## Stated exercise:
Rescale the listing lines from the one holding "Mark the car engine" through the end of the listing, inclusive, and write each one out again, requests included, with every pixel coordinate in the answers multiplied by 1.9 and rounded to the nearest whole number, halves rounded up.

## Records shown:
+++

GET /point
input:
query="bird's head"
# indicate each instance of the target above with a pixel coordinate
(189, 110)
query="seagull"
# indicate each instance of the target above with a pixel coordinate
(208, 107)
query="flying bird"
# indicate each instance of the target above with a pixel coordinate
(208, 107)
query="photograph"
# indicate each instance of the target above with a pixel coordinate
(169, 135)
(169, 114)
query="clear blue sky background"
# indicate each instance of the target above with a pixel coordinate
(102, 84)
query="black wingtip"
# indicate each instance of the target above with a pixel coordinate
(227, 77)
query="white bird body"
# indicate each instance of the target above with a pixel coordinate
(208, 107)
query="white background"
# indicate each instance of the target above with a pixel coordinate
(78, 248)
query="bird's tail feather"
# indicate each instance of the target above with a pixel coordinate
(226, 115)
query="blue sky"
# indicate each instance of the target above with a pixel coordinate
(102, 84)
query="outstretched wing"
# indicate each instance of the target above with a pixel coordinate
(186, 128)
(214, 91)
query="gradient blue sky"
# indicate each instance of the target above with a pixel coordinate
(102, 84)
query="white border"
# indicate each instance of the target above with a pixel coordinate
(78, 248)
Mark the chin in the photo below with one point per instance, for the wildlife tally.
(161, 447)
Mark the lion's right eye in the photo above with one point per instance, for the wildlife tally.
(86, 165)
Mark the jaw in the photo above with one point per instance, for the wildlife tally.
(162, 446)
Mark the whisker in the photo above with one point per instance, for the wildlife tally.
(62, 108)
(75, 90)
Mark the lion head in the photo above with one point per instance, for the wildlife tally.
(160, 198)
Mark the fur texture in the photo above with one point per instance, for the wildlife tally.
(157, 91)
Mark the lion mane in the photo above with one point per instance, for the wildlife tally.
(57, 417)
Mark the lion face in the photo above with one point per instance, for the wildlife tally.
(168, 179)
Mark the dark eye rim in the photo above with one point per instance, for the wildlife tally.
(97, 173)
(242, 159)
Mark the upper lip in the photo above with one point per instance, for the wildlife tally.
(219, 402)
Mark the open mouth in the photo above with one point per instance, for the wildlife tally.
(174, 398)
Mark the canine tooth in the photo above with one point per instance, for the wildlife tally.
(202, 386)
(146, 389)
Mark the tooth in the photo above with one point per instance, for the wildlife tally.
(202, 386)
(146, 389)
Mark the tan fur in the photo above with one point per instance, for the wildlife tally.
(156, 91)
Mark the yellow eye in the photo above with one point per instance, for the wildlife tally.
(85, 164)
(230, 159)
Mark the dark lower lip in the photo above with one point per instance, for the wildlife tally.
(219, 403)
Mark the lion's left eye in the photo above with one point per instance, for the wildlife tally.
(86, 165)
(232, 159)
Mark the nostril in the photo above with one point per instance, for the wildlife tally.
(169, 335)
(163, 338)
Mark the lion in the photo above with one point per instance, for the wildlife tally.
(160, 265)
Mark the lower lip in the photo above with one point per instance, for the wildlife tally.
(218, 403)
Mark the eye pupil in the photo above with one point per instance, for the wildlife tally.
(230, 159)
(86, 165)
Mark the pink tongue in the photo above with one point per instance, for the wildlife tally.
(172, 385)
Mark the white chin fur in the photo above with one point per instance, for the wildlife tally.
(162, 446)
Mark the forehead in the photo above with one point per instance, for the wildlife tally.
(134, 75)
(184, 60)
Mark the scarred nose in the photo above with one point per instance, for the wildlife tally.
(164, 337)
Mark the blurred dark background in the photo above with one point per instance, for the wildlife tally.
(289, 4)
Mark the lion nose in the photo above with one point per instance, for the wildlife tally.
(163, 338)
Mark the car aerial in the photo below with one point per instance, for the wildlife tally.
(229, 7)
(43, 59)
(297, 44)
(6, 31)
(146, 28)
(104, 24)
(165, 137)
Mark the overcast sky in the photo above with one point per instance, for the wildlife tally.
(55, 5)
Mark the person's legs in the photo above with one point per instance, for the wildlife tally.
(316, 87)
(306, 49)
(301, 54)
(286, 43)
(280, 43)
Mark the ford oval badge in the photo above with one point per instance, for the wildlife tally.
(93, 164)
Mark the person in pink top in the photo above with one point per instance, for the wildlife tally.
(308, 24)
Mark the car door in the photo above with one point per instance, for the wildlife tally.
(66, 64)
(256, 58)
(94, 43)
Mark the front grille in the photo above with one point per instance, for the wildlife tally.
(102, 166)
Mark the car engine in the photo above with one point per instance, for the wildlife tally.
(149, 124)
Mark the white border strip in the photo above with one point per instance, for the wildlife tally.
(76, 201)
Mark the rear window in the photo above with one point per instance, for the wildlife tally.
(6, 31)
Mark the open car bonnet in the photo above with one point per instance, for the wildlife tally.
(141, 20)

+++

## Task output:
Mark the car engine in the photo above with one point per instance, for the wildlife tally.
(283, 236)
Mark the white border strip in the photo above with one point per instance, for the wildlife tally.
(144, 382)
Mark the rear window in the photo above with one point per instance, for the wildlife tally.
(11, 59)
Mark the open car bonnet in the photo above with one point per instance, for the wildlife tally.
(268, 38)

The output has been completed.